*** Opening of DATA TO USE ***

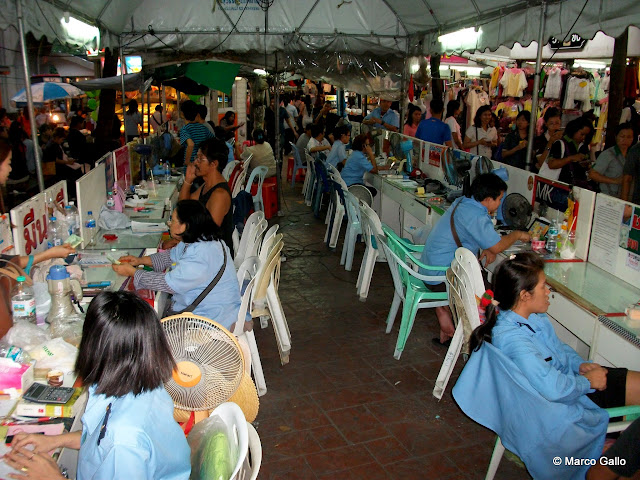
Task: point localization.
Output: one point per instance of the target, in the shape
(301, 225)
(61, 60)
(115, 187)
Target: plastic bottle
(91, 228)
(23, 301)
(54, 236)
(167, 171)
(111, 203)
(552, 237)
(14, 353)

*** Close of DATA TO USE ***

> **WHAT YOU NEED TO DO**
Go through the material above, and wherever a line contains the string "point", return it.

> **YOUR SOLUTION**
Task: point localization.
Output: one point per instance of the target, in the shape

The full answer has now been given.